PASSAGE TO READ
◆ ◆ ◆ ◆

Brewery Start-up Series: Checklist for Planning a Brewery #2 (Brewery Operating Agreement)

Last time in the Brewery Start-up Series, we touched on different brewery start-up sizes, including some creative business planning that might help a brewery get off the ground without forcing its founders to quit their primary jobs just yet. Check out that post here, if you haven’t already. Once you’ve thought through preliminary start-up brewery size questions, then it’s typically time to consider the next step, which is today’s topic:

How Will You Structure Your Start-up Brewery Business?

Every start-up brewery has a different story that led them to the decision to go pro, so every new brewery will have a different answer to this question. How you structure your brewery business itself will turn on your brewery size, how many owners you have, how many managers, how many investors, and how well everyone knows each other. It will also turn on your business goals, the rate you want to pay back investors, and where you see your brewery going in the future. Different founders may have different thoughts on these basic issues, so a good starting point to find some answers to these questions is to begin putting together a solid Brewery Operating Agreement.

What is a Brewery Operating Agreement?

◆ ◆ ◆ ◆

DATA SECTION

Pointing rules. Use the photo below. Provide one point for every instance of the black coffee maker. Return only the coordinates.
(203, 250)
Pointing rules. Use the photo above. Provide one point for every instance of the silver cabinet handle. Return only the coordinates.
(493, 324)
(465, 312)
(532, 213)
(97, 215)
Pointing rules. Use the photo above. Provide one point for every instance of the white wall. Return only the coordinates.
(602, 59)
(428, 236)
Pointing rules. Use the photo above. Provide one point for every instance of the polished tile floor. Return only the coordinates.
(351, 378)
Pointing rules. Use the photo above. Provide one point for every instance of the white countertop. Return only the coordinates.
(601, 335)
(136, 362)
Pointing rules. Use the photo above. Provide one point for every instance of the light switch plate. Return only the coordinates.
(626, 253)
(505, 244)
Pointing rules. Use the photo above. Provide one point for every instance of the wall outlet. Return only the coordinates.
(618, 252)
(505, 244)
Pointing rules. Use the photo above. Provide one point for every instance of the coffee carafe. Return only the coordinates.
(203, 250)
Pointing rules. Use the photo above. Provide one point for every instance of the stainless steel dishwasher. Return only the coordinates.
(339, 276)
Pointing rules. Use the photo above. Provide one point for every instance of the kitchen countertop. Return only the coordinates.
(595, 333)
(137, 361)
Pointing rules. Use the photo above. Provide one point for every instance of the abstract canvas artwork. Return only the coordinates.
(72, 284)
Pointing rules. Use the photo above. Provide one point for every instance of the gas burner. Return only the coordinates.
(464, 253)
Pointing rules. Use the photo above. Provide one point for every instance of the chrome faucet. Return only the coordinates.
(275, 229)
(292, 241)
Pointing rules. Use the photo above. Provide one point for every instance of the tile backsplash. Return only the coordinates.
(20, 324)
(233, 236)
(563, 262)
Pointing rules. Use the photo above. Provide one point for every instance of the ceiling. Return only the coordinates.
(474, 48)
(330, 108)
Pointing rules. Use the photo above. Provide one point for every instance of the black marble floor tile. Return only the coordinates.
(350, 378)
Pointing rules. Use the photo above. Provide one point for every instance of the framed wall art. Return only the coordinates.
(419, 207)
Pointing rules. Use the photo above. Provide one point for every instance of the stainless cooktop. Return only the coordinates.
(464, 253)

◆ ◆ ◆ ◆

WRITTEN INSTRUCTION A
Answer from the brewery start-up post:
(i) What topic did the previous installment of the series cover?
(ii) What document does the post call a good starting point for answering questions about business structure?
(iii) Besides the number of owners, managers and investors, what other factor related to the founders does the post say business structure will turn on?
WRITTEN INSTRUCTION B
Translate this sentence from the brewery start-up post into Spanish: "Every start-up brewery has a different story that led them to the decision to go pro, so every new brewery will have a different answer to this question."
WRITTEN INSTRUCTION C
Duplicate the section of the brewery start-up post between "Last time in" and "Start-up Brewery Business?", inclusive.
The records aren't needed for any of this work.

COMPLETE OUTPUT A
(i) Different brewery start-up sizes, including some creative business planning.
(ii) A solid Brewery Operating Agreement.
(iii) How well everyone knows each other.

COMPLETE OUTPUT B
Cada cervecería emergente tiene una historia distinta que la llevó a la decisión de dar el salto a lo profesional, por lo que cada nueva cervecería tendrá una respuesta diferente a esta pregunta.

COMPLETE OUTPUT C
Last time in the Brewery Start-up Series, we touched on different brewery start-up sizes, including some creative business planning that might help a brewery get off the ground without forcing its founders to quit their primary jobs just yet. Check out that post here, if you haven’t already. Once you’ve thought through preliminary start-up brewery size questions, then it’s typically time to consider the next step, which is today’s topic:

How Will You Structure Your Start-up Brewery Business?